=== GIVEN TEXT ===
Thursday 29 November 2007

Shopping list

And lo it came to pass, another new comic day!

I'm looking forward to this one, chiefly because of this...

Dan Dare #1 of #7
Garth Ennis gets his bloodsoaked mitts on a British icon and, as you can see, our friends across the pond are so underwhelmed that it doesn't even rate a clickable link on comiclist. For shame.

No matter, I'm sure enough of them will be attracted by Ennis's name to pick it up. Hopefully it'll be worth buying.

With Ennis at the helm I predict Digby will have been buggered by issue #5 and that Dare will have ripped the Mekon's head off and pissed down his neckhole in time for issue #7.

Huzzah.

Fear Agent Hatchet Job #1 (Of 4)

More Sci-Fi shenanigans. Doesn't quite feel like the genuine article without Tony Moore on pencils, but still likely to be a cut above 90% of the other comics out there.

Green Lantern Corps #18

OK, so the Sinestro War is running out of steam. And yes, the last issue of Corps was a bit of a wet fart, but when cosmic push comes to shove it's still going to packed full of aliens punching holes in each other's heads, and that my comic loving chums is enough to keep this emotional retard happy.

Marvel Atlas #1 (of 2)

Nyahhh. Detailed surveys of Latveria, floorplans of Castle Doom and geographical titbits concerning Wakanda. Utterly, utterly pointless. But I love this sort of nonsense.

Ultimate Spider-Man #116

The Goblin v Spidey smackdown in #115, proved that Immonen was an inspired choice to take over from Bagley on pencils. He's perfect for Spidey and has freshened things up considerably. Perhaps it's also time to start thinking about giving someone else a shot at writing the book. Kirkman anyone?

Back Issue #25

Love the idea of this magazine, but am usually disappointed by the articles themselves. Still worth it for the odd flashes of inspiration and nuggets of trivia lurking amongst the sludge.

Wednesday 28 November 2007

Gee Reed what's that on your head?


Yeah? Well it makes you look like a dick, take it off.
===
PROBLEMS AND TASKS
1. List every title heading that appears on the comic shopping list.
2. In the comic shopping list, edit the part that opens with the words containing "Ultimate Spider-Man #116" and closes with "amongst the sludge.", replacing "magazine" with "publication".
3. Based on the comic shopping list, state whether each statement is true: (a) Immonen took over pencils on Ultimate Spider-Man from Bagley. (b) Tony Moore is on pencils for Fear Agent Hatchet Job. (c) Marvel Atlas contains floorplans of Castle Doom.
The data that follow have no connection to the text above.
=== ENTRIES SUPPLIED ===
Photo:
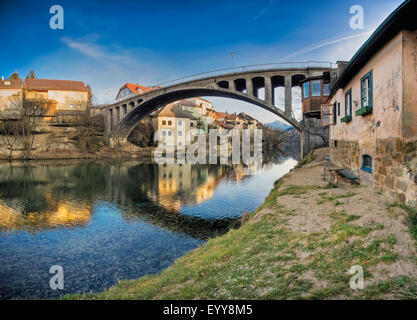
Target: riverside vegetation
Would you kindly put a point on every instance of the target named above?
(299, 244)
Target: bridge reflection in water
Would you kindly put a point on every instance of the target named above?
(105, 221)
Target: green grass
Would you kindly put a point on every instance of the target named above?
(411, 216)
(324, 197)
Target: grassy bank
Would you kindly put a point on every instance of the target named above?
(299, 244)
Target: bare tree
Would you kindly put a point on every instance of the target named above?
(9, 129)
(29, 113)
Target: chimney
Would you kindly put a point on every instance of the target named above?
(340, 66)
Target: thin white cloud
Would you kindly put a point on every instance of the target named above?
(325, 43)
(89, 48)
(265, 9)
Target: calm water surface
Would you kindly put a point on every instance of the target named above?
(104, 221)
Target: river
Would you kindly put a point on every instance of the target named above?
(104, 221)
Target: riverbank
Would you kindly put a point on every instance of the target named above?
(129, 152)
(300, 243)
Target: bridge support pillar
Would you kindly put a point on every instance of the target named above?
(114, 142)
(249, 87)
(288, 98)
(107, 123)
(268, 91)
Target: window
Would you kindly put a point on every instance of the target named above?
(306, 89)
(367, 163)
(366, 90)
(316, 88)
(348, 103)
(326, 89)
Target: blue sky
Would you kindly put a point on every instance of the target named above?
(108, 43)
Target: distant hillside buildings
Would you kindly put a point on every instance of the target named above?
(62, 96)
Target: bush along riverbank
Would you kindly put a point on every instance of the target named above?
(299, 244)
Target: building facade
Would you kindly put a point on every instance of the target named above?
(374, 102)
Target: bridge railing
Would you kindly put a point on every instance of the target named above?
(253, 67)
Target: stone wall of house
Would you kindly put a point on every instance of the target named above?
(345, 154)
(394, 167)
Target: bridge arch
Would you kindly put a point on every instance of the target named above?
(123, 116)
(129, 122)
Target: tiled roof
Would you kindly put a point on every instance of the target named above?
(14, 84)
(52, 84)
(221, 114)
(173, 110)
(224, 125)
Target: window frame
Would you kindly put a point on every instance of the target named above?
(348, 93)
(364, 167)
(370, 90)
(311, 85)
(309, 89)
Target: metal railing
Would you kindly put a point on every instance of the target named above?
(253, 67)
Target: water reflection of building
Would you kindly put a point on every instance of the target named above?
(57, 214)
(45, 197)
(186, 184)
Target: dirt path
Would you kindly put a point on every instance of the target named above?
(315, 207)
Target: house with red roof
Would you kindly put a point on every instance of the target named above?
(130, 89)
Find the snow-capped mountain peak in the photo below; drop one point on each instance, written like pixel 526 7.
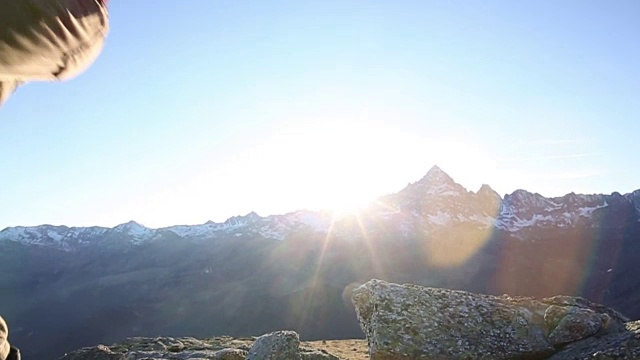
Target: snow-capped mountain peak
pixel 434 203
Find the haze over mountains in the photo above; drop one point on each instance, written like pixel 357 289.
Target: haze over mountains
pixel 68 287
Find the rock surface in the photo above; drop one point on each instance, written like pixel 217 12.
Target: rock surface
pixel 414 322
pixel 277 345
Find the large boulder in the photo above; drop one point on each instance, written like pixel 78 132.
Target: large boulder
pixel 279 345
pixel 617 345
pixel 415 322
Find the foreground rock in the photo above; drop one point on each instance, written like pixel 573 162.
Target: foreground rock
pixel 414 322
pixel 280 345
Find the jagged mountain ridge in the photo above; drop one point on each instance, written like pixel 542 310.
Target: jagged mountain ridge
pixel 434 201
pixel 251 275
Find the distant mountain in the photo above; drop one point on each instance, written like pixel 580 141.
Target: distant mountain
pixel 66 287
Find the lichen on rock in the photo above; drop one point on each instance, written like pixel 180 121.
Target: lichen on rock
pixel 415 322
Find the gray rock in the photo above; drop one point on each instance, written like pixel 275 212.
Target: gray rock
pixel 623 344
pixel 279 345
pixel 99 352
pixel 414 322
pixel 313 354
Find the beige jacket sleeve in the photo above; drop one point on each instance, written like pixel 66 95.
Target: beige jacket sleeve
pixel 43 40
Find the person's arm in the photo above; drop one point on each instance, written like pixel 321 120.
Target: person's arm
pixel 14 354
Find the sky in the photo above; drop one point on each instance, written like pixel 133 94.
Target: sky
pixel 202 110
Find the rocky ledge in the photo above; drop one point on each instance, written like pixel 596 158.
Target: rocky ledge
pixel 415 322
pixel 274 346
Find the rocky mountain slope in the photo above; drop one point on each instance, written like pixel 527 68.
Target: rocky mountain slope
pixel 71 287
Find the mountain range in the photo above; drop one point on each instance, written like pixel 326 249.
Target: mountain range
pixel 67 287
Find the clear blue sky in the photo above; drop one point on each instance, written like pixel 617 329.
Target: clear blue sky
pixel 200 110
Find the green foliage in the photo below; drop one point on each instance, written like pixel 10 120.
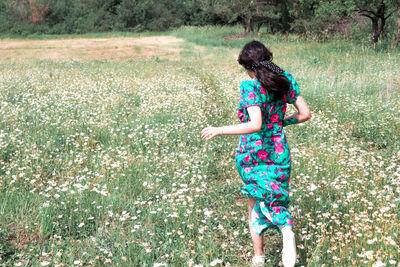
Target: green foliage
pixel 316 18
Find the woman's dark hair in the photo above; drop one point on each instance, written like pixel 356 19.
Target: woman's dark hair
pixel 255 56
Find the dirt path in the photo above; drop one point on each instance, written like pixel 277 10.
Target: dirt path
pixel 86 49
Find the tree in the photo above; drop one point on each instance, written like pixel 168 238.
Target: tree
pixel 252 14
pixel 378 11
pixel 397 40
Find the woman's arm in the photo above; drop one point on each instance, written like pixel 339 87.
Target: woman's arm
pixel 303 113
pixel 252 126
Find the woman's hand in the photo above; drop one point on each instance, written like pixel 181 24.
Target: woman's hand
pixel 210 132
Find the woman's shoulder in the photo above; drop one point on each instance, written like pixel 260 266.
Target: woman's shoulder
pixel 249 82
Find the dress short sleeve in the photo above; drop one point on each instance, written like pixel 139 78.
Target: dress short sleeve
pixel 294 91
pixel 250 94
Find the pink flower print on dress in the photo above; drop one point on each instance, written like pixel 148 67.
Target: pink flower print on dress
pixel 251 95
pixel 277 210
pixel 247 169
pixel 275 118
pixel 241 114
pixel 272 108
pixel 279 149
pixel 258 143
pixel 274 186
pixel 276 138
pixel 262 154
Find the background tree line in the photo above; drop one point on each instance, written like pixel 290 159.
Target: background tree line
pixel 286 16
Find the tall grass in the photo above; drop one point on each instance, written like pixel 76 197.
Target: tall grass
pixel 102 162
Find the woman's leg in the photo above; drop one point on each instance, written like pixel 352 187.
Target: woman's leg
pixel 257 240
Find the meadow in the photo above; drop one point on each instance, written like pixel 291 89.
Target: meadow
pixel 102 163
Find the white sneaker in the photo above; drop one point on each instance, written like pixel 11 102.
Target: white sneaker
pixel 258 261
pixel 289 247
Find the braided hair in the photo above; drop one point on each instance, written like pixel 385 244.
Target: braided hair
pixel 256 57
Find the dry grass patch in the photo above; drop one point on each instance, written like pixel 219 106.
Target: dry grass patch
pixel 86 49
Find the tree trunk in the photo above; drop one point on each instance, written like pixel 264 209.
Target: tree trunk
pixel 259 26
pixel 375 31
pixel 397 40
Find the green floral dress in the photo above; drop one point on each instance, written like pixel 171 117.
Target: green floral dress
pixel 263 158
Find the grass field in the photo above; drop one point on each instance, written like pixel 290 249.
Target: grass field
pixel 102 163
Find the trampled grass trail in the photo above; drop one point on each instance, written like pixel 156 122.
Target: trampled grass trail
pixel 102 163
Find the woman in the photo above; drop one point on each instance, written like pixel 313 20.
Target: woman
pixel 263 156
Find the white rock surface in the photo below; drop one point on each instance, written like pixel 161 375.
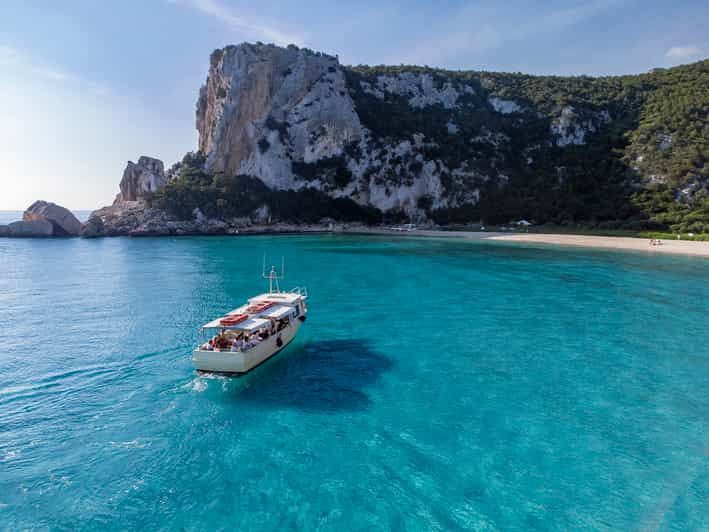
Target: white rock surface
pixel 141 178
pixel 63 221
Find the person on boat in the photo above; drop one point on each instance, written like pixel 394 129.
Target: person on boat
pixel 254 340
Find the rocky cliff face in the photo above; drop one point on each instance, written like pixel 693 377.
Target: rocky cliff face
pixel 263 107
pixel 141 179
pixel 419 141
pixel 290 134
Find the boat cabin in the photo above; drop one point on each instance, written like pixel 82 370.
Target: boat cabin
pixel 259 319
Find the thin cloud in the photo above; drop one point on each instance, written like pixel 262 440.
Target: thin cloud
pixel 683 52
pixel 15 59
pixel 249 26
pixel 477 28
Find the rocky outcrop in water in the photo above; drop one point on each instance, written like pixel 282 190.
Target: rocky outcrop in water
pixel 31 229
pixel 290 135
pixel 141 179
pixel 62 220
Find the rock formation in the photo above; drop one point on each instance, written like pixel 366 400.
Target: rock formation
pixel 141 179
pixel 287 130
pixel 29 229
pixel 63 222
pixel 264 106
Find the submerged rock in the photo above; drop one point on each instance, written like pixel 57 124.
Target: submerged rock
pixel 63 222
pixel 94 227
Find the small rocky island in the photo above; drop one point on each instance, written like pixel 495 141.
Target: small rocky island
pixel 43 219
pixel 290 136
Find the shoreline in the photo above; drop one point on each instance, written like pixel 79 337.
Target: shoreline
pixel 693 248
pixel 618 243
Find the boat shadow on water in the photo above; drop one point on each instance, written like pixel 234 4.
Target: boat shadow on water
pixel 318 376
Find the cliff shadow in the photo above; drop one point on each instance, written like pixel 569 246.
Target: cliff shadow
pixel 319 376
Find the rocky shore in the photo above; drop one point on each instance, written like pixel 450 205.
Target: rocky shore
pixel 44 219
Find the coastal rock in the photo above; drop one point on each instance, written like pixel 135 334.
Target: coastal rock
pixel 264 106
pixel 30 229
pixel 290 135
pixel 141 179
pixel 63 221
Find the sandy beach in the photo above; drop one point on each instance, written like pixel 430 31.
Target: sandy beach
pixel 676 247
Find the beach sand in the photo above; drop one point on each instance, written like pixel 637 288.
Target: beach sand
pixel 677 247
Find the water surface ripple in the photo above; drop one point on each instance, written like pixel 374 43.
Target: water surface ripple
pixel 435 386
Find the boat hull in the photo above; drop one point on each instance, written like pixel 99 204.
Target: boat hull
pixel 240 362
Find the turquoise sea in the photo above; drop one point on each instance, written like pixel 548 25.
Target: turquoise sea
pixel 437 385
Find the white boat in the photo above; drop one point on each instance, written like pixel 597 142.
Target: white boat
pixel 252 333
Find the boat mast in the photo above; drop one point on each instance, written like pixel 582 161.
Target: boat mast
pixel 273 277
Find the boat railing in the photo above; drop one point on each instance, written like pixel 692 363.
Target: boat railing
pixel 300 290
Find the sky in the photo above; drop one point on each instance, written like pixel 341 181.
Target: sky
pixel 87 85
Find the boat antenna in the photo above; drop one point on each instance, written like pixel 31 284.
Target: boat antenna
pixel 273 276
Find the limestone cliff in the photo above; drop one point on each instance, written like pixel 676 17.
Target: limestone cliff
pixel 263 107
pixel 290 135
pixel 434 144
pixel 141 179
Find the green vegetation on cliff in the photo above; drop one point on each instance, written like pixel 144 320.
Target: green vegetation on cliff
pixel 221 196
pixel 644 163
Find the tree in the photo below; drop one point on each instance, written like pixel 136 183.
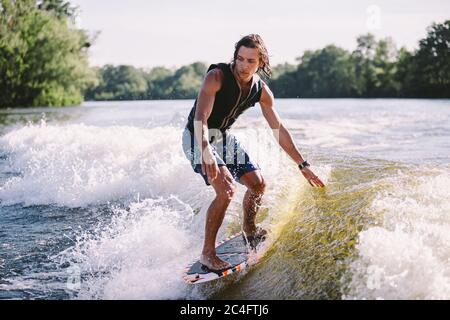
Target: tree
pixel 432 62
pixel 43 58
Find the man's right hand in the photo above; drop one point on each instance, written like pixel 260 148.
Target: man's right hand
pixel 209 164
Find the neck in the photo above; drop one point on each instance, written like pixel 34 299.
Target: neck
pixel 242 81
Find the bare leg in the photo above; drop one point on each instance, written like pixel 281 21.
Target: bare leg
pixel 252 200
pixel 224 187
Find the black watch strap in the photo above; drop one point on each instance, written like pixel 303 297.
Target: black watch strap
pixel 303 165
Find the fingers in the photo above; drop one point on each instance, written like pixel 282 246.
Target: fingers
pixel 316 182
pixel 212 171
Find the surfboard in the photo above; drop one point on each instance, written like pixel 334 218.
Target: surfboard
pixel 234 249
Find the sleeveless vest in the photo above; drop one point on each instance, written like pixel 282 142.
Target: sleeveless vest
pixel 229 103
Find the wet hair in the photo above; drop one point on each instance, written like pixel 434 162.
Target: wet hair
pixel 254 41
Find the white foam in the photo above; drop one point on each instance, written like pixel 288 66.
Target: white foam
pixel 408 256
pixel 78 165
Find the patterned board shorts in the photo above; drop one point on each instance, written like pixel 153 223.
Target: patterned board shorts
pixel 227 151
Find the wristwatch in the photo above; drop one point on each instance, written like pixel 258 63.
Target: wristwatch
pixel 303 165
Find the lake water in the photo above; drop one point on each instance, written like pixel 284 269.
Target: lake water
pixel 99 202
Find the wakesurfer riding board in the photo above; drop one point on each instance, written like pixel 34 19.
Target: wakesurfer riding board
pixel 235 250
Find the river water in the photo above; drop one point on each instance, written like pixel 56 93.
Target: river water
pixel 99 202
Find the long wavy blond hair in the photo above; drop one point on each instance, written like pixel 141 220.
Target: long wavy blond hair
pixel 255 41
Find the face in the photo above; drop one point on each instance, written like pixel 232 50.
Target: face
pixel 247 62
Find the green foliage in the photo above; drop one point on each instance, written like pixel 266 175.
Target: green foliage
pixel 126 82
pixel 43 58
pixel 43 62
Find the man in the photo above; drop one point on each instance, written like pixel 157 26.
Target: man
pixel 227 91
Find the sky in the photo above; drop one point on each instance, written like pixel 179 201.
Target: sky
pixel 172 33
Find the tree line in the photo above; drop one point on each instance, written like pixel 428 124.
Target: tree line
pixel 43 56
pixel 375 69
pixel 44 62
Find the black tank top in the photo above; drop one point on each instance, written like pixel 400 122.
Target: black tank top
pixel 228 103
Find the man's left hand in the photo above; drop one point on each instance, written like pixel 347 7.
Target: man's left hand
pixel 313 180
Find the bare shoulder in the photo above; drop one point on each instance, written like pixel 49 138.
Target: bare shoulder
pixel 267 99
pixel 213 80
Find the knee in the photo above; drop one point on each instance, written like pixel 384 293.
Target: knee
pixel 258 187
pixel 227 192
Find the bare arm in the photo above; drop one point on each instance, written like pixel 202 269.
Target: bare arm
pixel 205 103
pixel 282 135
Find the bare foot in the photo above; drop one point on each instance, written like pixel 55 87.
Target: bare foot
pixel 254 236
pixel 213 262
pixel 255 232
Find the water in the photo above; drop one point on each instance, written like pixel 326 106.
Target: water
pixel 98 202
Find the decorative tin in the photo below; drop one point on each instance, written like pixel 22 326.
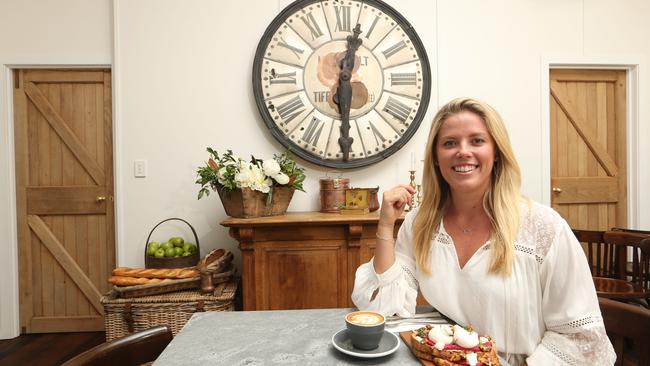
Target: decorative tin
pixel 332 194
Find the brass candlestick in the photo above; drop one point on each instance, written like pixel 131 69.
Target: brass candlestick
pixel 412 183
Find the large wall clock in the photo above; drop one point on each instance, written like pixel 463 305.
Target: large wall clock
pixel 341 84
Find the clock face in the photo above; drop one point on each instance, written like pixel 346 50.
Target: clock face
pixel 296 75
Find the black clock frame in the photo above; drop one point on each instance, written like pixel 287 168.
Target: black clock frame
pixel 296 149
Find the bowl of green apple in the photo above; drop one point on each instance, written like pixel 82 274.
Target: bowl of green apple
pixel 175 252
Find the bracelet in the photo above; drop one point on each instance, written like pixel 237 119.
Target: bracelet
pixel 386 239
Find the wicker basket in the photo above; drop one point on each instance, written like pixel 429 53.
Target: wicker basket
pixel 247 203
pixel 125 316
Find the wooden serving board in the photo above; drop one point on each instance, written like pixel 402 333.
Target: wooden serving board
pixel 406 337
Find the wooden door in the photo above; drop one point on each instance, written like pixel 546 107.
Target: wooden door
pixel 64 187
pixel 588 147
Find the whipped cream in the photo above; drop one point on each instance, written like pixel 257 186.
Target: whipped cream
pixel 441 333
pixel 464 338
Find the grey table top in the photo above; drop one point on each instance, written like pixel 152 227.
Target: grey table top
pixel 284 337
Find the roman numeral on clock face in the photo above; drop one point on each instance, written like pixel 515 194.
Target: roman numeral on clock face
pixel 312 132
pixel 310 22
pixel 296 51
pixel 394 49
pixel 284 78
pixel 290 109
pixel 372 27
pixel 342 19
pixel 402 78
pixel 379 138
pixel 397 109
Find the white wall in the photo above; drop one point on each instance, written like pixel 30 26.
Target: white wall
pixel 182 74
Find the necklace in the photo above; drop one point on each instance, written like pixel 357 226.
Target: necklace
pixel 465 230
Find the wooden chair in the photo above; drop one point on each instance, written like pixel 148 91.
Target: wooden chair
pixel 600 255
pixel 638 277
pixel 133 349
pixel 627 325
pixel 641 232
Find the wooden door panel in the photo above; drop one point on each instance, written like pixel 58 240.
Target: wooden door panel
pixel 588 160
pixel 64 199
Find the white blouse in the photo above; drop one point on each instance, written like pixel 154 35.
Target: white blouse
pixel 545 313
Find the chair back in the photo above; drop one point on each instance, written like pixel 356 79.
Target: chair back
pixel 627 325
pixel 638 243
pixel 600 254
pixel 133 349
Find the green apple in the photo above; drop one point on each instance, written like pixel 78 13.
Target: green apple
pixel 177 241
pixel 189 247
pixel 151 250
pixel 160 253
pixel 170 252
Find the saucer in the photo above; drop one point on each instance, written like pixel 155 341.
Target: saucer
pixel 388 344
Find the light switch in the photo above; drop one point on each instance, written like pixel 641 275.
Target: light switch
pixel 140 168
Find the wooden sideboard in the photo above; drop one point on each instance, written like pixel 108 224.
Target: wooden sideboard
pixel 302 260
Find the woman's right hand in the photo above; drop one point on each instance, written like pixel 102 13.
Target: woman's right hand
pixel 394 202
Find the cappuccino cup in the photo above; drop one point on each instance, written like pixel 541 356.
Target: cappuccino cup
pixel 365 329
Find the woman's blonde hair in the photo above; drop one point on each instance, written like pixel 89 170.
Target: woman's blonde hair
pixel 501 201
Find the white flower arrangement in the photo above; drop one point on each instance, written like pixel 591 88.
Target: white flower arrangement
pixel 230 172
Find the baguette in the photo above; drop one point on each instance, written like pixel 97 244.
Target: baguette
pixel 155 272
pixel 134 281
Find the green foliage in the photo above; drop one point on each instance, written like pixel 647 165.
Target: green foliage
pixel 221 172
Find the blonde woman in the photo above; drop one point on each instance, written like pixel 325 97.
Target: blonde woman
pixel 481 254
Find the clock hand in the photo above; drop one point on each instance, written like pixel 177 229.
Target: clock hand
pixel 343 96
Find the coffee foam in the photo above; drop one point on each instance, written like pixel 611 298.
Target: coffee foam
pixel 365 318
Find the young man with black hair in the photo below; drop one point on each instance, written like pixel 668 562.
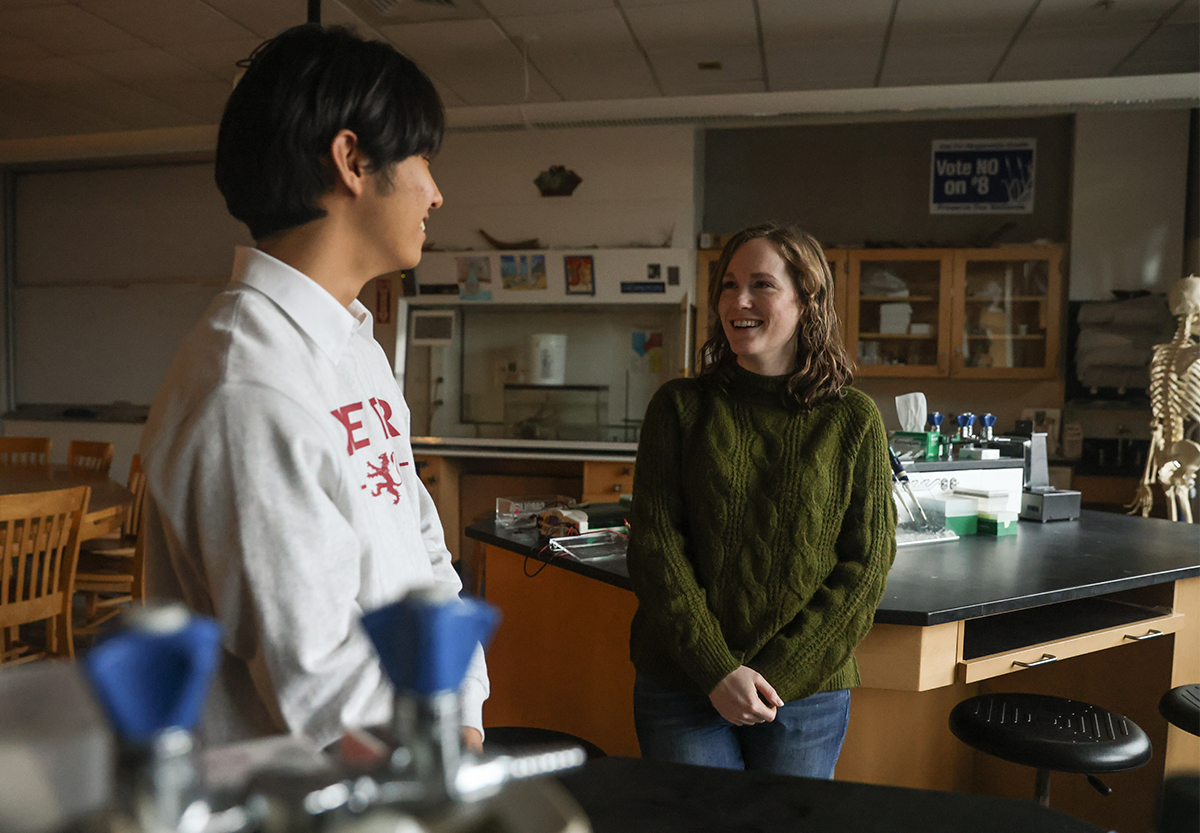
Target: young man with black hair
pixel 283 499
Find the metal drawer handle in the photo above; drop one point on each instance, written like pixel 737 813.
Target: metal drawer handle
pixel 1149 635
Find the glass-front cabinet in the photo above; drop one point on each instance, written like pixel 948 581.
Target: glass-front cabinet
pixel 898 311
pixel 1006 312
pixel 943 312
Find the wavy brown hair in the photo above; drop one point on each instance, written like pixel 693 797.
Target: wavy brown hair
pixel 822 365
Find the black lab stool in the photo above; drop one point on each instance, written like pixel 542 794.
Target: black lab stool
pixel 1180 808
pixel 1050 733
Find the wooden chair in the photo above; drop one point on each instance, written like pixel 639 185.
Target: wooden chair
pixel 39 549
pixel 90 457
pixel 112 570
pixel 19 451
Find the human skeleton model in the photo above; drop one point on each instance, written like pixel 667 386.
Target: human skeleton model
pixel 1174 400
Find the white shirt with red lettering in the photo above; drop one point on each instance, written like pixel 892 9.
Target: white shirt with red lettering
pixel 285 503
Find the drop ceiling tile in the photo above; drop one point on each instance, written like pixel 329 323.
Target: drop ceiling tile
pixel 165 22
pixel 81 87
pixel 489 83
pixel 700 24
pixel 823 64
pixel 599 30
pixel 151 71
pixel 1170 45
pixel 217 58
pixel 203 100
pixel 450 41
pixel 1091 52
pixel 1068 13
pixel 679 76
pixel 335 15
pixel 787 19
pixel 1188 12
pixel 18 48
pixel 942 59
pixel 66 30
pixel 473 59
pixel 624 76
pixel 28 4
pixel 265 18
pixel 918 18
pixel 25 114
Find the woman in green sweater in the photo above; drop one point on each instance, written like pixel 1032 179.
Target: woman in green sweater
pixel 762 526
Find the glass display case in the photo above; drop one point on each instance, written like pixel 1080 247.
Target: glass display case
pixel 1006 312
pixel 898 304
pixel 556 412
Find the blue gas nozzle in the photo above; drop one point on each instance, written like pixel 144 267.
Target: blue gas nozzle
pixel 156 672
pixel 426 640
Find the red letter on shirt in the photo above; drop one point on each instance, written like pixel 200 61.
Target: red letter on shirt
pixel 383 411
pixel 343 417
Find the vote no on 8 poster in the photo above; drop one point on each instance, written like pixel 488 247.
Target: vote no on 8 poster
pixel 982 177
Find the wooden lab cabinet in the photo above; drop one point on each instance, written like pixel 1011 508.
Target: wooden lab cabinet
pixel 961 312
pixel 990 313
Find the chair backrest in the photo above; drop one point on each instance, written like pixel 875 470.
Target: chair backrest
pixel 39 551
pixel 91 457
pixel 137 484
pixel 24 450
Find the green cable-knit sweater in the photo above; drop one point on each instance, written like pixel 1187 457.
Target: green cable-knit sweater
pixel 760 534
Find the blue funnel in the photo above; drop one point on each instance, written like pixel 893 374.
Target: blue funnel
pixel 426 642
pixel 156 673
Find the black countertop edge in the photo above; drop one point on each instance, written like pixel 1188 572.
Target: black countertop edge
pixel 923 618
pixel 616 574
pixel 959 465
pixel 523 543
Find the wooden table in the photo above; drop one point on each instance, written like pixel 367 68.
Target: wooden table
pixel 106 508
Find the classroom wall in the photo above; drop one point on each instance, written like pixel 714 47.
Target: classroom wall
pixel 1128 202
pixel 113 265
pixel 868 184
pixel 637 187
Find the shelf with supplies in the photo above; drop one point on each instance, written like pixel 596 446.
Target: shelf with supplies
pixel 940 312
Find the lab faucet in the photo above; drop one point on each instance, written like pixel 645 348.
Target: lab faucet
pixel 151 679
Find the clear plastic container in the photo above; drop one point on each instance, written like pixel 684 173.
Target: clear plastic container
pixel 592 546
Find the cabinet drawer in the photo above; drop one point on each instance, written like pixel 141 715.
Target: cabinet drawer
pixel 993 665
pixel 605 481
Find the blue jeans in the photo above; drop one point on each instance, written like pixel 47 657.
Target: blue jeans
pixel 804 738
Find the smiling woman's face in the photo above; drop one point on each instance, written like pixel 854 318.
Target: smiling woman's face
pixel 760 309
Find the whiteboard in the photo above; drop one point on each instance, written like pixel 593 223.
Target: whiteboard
===
ANSWERS TO THE EXERCISES
1.
Dan Dare #1 of #7
Fear Agent Hatchet Job #1 (Of 4)
Green Lantern Corps #18
Marvel Atlas #1 (of 2)
Ultimate Spider-Man #116
Back Issue #25

2.
Ultimate Spider-Man #116

The Goblin v Spidey smackdown in #115, proved that Immonen was an inspired choice to take over from Bagley on pencils. He's perfect for Spidey and has freshened things up considerably. Perhaps it's also time to start thinking about giving someone else a shot at writing the book. Kirkman anyone?

Back Issue #25

Love the idea of this publication, but am usually disappointed by the articles themselves. Still worth it for the odd flashes of inspiration and nuggets of trivia lurking amongst the sludge.

3.
(a) Yes: "Immonen was an inspired choice to take over from Bagley on pencils."
(b) No: "Doesn't quite feel like the genuine article without Tony Moore on pencils."
(c) Yes: "floorplans of Castle Doom"